Adaptive outlier filtering (NRGBD, three configurations to ensure same token count after merging):

Config	Acc.↓	Comp.↓	Note
No filtering (merge 80% query)	0.240	0.310	Catastrophic quality failure
5% filtering (merge 85%)	0.013	0.011	Close to full performance
10% filtering (merge 90%, Ours)	0.012	0.010	Best

Key Findings¶

Outlier filtering is a quality fuse: With the same token count, removing filtering causes Acc./Comp. to crash from 0.012/0.010 to 0.240/0.310, indicating that fixed-ratio in-block merging must be paired with adaptive outlier recovery.
Spatial vs Temporal merging changes with scene (§4.3 Pareto Frontier): Merging along the temporal dimension is superior for continuous frames, while merging along the spatial dimension is better for sparse frames; however, with a sufficient budget (\(n_b\ge800\)), incorporating temporal merging remains superior to purely spatial merging.
Matching cost, not attention itself, is the bottleneck: HTTM and FastVGGT spend nearly identical time on the attention kernel (2.95s vs 2.97s). The difference lies entirely in matching overhead, validating the block-wise + temporal reordering approach.

Highlights & Insights¶

Diagnosing "RoPE reapplication at every layer" as the source of temporal redundancy and converting this into the engineering tool of "temporal reordering into blocks" is a robust link from mechanistic observation to architectural design.
Head-wise independent merging counter-intuitively solves the "multi-head feature collapse after merging" problem—pointing out that a uniform merging topology destroys multi-head diversity. This insight is transferable to any token compression scenario for multi-head Transformers.

(Collected data entries)

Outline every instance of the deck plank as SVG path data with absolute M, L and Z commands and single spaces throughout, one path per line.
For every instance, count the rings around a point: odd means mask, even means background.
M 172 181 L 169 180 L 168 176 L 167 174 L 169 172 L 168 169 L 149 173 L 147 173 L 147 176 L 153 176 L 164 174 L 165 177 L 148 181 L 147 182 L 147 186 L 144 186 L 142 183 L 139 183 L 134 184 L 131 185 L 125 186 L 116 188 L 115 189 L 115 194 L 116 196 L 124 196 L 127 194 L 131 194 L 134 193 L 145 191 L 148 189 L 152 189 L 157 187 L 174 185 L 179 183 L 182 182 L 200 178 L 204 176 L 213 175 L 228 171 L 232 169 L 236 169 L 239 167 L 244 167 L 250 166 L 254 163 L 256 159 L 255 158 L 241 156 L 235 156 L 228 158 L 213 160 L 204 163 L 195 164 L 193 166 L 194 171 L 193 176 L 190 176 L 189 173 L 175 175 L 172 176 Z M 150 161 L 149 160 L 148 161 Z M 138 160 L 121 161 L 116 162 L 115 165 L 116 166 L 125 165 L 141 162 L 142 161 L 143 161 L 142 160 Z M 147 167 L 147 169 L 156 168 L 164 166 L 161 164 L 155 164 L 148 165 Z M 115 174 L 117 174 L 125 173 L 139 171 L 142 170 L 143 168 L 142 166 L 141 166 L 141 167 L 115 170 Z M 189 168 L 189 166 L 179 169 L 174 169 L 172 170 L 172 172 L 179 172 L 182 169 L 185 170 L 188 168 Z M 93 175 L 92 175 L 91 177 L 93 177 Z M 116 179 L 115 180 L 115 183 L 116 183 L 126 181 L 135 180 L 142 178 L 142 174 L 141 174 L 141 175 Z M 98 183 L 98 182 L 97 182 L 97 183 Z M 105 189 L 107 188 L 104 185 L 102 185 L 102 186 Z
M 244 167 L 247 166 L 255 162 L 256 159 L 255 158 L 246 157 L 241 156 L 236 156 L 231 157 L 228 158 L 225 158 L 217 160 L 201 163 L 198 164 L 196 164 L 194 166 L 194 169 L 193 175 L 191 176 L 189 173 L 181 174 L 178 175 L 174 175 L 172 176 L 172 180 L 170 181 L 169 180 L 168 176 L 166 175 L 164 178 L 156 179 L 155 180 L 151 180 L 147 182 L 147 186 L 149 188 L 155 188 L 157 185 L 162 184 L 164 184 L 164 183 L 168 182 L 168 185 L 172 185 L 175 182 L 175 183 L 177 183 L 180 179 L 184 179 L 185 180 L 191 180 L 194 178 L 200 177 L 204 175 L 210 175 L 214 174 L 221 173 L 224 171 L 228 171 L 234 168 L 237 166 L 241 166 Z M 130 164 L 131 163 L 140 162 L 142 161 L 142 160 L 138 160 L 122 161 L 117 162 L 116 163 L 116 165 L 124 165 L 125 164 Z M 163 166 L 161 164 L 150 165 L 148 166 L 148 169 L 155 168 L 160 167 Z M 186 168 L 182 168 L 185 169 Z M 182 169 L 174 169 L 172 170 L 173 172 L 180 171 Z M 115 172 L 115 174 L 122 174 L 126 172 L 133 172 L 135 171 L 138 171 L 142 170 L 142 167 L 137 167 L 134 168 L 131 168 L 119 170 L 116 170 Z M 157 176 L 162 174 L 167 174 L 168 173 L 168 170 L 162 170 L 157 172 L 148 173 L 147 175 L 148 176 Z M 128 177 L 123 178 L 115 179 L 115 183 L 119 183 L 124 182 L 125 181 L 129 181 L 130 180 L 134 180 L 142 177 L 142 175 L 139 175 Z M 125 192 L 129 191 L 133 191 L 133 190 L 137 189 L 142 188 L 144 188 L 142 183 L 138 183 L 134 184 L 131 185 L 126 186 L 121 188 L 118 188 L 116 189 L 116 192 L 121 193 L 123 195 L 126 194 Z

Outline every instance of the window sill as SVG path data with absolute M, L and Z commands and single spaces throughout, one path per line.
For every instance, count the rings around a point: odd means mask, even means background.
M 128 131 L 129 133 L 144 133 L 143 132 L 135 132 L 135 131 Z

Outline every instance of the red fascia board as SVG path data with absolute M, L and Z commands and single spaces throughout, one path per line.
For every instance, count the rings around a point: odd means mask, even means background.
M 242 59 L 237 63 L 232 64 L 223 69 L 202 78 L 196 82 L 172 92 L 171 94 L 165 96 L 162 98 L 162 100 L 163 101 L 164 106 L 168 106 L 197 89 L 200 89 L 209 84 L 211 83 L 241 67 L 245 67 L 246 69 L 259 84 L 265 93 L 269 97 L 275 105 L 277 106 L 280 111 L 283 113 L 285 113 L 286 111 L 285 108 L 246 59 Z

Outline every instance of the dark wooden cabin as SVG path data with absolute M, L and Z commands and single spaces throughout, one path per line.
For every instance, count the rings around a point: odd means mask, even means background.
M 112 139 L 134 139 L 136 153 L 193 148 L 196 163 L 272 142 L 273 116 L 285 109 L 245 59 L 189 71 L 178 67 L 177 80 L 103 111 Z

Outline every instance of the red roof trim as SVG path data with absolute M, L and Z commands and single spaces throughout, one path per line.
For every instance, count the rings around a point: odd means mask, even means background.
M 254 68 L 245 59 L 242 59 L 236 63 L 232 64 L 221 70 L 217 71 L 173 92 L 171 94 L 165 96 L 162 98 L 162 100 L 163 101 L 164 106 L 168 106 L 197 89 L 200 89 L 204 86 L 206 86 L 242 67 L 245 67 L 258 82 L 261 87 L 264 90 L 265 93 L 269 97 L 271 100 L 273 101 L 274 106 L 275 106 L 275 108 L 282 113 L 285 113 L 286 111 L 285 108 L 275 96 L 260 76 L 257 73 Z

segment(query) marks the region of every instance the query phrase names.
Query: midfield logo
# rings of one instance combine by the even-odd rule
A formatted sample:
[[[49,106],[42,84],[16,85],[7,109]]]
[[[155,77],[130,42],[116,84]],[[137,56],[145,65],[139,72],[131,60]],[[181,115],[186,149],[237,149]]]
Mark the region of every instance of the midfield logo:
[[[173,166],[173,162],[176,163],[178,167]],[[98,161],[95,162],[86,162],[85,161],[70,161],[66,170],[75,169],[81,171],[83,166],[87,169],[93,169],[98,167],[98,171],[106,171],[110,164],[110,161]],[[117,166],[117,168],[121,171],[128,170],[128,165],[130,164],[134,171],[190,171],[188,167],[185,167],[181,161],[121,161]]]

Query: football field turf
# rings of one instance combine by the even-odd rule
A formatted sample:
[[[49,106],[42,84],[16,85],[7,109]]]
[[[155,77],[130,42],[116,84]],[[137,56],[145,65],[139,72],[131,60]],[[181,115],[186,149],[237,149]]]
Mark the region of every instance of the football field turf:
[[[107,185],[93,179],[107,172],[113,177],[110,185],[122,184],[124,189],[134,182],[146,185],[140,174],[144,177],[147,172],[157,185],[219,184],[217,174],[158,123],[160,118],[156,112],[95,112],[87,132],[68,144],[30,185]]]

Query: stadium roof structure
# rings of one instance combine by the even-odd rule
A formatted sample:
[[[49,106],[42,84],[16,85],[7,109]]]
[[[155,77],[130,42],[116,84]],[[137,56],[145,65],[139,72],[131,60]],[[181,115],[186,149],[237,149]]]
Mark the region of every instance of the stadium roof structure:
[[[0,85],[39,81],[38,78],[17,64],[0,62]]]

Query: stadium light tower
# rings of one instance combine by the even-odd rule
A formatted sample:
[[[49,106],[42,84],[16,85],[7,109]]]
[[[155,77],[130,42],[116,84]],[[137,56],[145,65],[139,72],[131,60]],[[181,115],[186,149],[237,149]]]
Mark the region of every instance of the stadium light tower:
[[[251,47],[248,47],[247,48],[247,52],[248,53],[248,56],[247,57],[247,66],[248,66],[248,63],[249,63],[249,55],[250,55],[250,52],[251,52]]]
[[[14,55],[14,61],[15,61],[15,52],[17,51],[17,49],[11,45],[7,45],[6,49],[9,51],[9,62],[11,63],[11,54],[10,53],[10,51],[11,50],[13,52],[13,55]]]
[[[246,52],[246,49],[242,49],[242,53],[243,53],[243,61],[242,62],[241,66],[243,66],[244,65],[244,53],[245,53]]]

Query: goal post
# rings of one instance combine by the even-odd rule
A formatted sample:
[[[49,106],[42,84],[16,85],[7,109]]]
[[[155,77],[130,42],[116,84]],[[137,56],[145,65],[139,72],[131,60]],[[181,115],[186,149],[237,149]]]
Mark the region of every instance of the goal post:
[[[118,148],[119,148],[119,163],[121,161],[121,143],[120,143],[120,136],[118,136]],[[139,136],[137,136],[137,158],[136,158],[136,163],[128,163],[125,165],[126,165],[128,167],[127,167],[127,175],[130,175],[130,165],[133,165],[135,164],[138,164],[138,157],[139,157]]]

▶ [TASK TO COMPLETE]
Output the part of the token merging text that runs from "Outlier filtering is" down to "purely spatial merging.", copied word for word. None of the items is needed for the work here.

▶ [OUTPUT OF THE EXERCISE]
Outlier filtering is a quality fuse: With the same token count, removing filtering causes Acc./Comp. to crash from 0.012/0.010 to 0.240/0.310, indicating that fixed-ratio in-block merging must be paired with adaptive outlier recovery.
Spatial vs Temporal merging changes with scene (§4.3 Pareto Frontier): Merging along the temporal dimension is superior for continuous frames, while merging along the spatial dimension is better for sparse frames; however, with a sufficient budget (\(n_b\ge800\)), incorporating temporal merging remains superior to purely spatial merging.